Your task: Write out the book notes below word for word, from start to finish.

How did the Calvert family, founders of the Catholic colony of Maryland, and the Carroll family, who gave America its first bishop and its sole Catholic signer of the Declaration of Independence, navigate the rocks and shoals of anti-Catholic British penal laws and absurdly expansive Roman notions of the papacy’s role in civil affairs? Michael D. Breidenbach sheds new light on that fascinating question in Our Dear-Bought Liberty: Catholics and Religious Toleration in Early America (Harvard University Press), an original, provocative contribution to the study of U.S. Catholic history.

 Erika Bachiochi is, like Michael Breidenbach, a former student of mine, of whom my colleagues and I in the Cracow-based Tertio Millennio Seminar on the Free Society are very proud. In The Rights of Women: Reclaiming a Lost Vision (University of Notre Dame Press), legal scholar Bachiochi, a mother of seven, builds an intellectual bridge across the generations of feminist thought from Mary Wollstonecraft to Mary Ann Glendon; offers a bracing critique of various currents in contemporary feminist theory, including the autonomy-driven thought of the late Ruth Bader Ginsburg; and thereby makes an important contribution to thoughtful reflection on contemporary American culture and society.

Listed records:
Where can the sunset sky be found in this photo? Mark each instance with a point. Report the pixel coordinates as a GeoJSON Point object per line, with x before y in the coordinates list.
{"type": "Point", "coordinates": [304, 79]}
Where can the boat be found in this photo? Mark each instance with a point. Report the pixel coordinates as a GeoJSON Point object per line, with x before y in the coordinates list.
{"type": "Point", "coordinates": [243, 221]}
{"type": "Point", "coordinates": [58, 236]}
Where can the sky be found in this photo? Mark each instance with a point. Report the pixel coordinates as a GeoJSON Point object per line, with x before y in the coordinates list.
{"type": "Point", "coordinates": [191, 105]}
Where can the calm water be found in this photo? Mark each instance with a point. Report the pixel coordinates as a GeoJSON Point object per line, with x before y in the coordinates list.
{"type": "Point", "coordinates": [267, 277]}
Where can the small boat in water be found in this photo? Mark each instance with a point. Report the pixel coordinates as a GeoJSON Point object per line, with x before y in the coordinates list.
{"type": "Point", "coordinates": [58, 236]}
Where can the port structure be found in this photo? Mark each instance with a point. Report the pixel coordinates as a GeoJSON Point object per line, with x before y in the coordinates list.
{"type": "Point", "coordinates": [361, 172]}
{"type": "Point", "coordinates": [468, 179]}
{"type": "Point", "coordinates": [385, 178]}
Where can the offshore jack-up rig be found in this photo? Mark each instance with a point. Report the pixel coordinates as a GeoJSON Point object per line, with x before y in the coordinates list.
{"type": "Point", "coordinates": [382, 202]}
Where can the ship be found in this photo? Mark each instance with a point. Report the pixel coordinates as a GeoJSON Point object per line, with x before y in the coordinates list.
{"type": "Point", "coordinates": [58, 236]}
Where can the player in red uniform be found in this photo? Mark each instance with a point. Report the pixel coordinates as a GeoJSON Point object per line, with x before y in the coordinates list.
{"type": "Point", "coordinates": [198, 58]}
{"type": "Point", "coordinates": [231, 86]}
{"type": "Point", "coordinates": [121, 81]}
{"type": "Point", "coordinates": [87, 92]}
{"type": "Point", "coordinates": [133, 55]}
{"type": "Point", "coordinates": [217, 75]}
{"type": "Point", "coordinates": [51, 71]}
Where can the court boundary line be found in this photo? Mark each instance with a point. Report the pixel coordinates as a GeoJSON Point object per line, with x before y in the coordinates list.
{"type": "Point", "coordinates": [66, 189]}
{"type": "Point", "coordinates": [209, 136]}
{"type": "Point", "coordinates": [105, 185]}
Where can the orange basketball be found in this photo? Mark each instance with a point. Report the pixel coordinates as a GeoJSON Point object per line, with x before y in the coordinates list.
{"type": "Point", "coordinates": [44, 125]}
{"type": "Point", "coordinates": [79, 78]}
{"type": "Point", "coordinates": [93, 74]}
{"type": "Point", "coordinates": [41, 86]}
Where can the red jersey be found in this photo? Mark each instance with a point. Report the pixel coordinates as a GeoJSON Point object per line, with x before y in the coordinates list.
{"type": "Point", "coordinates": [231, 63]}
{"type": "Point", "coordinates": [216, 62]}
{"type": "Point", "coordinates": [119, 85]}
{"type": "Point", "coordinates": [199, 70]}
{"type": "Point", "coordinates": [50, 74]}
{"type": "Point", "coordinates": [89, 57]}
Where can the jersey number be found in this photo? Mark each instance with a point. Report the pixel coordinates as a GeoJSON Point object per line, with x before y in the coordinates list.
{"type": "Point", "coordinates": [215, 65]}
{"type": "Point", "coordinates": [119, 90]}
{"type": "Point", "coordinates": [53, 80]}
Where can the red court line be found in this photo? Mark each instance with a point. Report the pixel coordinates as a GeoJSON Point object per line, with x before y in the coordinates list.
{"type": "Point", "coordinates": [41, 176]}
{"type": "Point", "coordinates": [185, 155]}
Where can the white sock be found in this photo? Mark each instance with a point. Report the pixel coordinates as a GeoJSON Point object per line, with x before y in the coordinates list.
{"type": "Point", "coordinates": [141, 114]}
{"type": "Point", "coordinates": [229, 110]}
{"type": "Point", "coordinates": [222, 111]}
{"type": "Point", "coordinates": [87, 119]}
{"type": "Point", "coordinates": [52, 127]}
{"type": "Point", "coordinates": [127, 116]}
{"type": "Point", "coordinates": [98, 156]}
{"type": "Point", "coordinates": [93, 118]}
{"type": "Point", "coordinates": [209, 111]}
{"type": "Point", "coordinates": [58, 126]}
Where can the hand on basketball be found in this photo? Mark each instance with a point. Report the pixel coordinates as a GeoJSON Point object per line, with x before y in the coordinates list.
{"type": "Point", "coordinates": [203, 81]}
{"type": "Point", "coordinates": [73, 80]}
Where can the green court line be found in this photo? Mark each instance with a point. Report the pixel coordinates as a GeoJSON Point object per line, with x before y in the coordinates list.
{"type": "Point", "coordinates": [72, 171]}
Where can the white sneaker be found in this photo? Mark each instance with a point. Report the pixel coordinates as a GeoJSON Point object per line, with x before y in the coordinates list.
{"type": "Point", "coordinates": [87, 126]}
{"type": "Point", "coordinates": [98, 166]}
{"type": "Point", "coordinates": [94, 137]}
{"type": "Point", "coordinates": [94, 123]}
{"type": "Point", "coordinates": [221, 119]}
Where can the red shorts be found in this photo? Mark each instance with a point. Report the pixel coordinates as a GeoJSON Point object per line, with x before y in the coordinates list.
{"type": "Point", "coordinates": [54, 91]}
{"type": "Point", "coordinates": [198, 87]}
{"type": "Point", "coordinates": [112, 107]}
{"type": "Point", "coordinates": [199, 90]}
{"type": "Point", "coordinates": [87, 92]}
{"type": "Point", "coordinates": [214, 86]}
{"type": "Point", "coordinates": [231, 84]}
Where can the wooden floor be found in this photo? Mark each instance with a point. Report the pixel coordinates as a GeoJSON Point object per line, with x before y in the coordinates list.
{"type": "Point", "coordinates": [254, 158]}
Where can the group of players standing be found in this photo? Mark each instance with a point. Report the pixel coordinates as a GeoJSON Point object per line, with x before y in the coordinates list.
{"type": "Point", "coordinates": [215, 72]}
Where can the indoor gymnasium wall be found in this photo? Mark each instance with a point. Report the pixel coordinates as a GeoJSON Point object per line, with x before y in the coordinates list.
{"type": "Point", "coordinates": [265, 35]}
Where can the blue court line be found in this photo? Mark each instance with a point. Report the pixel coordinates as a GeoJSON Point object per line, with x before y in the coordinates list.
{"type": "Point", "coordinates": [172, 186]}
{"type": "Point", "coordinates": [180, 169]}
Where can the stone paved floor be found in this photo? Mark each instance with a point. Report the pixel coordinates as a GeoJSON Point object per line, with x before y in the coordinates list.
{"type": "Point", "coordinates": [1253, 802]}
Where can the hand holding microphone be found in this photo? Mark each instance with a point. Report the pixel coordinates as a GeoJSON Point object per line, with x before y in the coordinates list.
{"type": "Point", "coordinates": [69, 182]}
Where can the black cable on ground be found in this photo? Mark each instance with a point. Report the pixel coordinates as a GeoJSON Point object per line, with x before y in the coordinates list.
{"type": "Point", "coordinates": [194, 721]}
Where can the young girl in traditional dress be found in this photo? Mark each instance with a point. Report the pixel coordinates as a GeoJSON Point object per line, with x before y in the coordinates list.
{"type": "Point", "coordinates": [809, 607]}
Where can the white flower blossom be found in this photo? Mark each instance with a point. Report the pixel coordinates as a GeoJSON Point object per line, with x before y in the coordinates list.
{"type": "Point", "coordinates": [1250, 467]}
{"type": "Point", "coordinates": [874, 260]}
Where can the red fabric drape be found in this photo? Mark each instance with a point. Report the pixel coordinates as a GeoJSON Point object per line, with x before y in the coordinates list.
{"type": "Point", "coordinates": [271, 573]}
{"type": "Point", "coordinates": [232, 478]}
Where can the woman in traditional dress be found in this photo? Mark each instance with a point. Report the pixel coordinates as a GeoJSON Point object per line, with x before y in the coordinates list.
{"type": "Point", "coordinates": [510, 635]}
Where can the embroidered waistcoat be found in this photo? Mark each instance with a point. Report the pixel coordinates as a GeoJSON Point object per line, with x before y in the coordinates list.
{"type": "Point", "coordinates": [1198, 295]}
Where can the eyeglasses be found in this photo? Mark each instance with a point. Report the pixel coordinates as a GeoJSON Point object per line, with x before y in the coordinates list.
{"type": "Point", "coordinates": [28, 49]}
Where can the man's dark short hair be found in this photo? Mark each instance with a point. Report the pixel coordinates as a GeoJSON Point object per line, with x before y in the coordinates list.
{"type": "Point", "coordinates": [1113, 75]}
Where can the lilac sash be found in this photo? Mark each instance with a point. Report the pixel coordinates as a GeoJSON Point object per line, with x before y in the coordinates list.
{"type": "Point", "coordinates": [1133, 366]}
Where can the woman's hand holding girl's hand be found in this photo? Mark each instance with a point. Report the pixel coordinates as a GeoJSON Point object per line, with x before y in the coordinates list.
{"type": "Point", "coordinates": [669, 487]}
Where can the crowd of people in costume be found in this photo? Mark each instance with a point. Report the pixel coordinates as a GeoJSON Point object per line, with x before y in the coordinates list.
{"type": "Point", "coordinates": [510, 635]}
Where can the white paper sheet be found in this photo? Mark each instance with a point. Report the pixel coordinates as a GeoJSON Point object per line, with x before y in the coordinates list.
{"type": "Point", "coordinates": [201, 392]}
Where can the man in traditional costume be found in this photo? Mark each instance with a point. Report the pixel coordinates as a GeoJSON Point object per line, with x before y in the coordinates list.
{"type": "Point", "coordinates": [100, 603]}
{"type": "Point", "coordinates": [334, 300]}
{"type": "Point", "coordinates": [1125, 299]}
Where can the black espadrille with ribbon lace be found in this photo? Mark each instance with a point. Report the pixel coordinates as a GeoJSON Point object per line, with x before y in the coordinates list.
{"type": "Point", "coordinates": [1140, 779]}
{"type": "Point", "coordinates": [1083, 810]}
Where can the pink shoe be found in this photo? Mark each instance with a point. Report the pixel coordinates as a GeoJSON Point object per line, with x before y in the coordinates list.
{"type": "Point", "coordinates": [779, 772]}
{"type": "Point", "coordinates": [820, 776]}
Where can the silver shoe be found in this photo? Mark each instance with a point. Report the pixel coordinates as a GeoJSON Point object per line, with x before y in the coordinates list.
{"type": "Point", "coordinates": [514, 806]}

Written answer:
How did the Calvert family, founders of the Catholic colony of Maryland, and the Carroll family, who gave America its first bishop and its sole Catholic signer of the Declaration of Independence, navigate the rocks and shoals of anti-Catholic British penal laws and absurdly expansive Roman notions of the papacy’s role in civil affairs? Michael D. Breidenbach sheds new light on that fascinating question in Our Dear-Bought Liberty: Catholics and Religious Toleration in Early America (Harvard University Press), an original, provocative contribution to the study of U.S. Catholic history.

 Erika Bachiochi is, like Michael Breidenbach, a former student of mine, of whom my colleagues and I in the Cracow-based Tertio Millennio Seminar on the Free Society are very proud. In The Rights of Women: Reclaiming a Lost Vision (University of Notre Dame Press), legal scholar Bachiochi, a mother of seven, builds an intellectual bridge across the generations of feminist thought from Mary Wollstonecraft to Mary Ann Glendon; offers a bracing critique of various currents in contemporary feminist theory, including the autonomy-driven thought of the late Ruth Bader Ginsburg; and thereby makes an important contribution to thoughtful reflection on contemporary American culture and society.